STOCK OPTION AGREEMENT

API NANOTRONICS CORP.

2006 EQUITY INCENTIVE PLAN

THIS AGREEMENT is dated and made effective as of April 22, 2008 (“ Effective Date ”) by and between API NANOTRONICS CORP., a Delaware corporation (the “ Company ”), and Stephen Pudles (“ Optionee ”).

WITNESSETH:

WHEREAS, Optionee became an employee of the Company on the date hereof; and

WHEREAS, the employment agreement (the “ Employment Agreement ”) dated March 3, 2008 between the Company and the Optionee requires that the Company grant him the options set forth herein as soon as practicable;

WHEREAS, the Company desires to grant stock options to Optionee on the Effective Date to purchase shares of the Company’s Common Stock pursuant to the Company’s 2006 Equity Incentive Plan, as amended (the “ Plan ”); and

WHEREAS, the Board of Directors of the Company and its Compensation Committee has authorized the grant of stock options to Optionee and has determined that the Fair Market Value of Common Stock of the Company on the Effective Date shall be the exercise price per share provided below.

NOW, THEREFORE, in consideration of the premises and of the mutual covenants herein contained, the parties hereto agree as follows:

1. Grant of Option . The Company hereby grants to Optionee as of the Effective Date the right and option (the “ Incentive Option ”) to purchase up to 11,236,650 shares of Common Stock (“ Time Based Shares ”) and the right and option (the “ Nonqualified Option ” and collectively with the Incentive Option, the “ Option ”) to purchase up to 7,491,100 shares of Common Stock (the “ Performance Shares ” and collectively, with the Time Based Shares, the “ Shares ”) at an exercise price of $0.0925 per Share on the terms and conditions set forth herein and subject to the terms and conditions of the Plan. The Incentive Option is intended to qualify as an “incentive stock option” within the meaning of Section 422, or any successor provision, of the Internal Revenue Code of 1986, as amended (the “ Code ”), and the regulations thereunder subject to the limitations set forth in Section 9(b) of the Plan. The Nonqualified Option is not intended to qualify as an “incentive stock option” under Section 422 of the Code.

All capitalized terms not defined in this Agreement shall have the meaning set forth in the Plan.


2. Duration and Exercisability .

————————

-- Written instruction 1 --
Please retype the rows below without any change, everything from the line containing "Expected: for every instance of the brown" down to the final row.

————————

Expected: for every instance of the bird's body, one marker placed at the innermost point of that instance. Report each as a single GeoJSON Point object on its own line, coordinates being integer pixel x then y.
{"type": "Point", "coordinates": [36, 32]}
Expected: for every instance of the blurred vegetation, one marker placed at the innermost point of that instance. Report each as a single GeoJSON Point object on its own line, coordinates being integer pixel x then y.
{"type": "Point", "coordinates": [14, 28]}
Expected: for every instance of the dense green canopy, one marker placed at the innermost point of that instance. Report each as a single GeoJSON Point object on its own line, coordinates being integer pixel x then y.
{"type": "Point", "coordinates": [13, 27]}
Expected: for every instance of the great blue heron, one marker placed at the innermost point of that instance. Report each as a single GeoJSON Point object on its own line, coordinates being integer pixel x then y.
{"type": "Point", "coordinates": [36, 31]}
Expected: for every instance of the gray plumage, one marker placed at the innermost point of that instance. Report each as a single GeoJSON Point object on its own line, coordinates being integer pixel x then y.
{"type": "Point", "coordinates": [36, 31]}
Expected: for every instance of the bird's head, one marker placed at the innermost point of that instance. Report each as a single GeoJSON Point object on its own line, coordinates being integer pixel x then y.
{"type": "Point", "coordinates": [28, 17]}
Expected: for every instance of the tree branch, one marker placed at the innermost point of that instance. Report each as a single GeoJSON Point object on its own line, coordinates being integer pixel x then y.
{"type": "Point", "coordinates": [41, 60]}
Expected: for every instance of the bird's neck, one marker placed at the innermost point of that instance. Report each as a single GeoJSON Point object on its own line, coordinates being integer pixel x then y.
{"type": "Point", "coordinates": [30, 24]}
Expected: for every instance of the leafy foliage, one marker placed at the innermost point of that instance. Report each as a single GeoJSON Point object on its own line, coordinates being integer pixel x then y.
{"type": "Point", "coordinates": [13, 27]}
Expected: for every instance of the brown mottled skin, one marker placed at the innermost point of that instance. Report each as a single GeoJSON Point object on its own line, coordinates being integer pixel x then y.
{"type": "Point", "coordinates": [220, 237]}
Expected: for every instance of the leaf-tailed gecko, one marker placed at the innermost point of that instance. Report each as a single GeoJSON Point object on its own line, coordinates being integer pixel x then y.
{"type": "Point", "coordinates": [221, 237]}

————————

-- Written instruction 2 --
Condense the paragraph of the stock option agreement that begins "1. Grant of Option" into a short bulleted list that keeps its main facts.

-- Complete output 1 --
Expected: for every instance of the brown mottled skin, one marker placed at the innermost point of that instance. Report each as a single GeoJSON Point object on its own line, coordinates being integer pixel x then y.
{"type": "Point", "coordinates": [220, 237]}
Expected: for every instance of the leaf-tailed gecko, one marker placed at the innermost point of that instance. Report each as a single GeoJSON Point object on its own line, coordinates being integer pixel x then y.
{"type": "Point", "coordinates": [221, 237]}

-- Complete output 2 --
- As of the Effective Date, the Company grants Optionee an Incentive Option to buy up to 11,236,650 shares of Common Stock (the Time Based Shares).
- It also grants a Nonqualified Option to buy up to 7,491,100 shares of Common Stock (the Performance Shares). Together the two are the Option, and the two groups of shares are the Shares.
- The exercise price is $0.0925 per Share, subject to the agreement's terms and the Plan.
- The Incentive Option is intended to qualify as an incentive stock option under Section 422 of the Internal Revenue Code of 1986, within the limits in Section 9(b) of the Plan.
- The Nonqualified Option is not intended to qualify as an incentive stock option.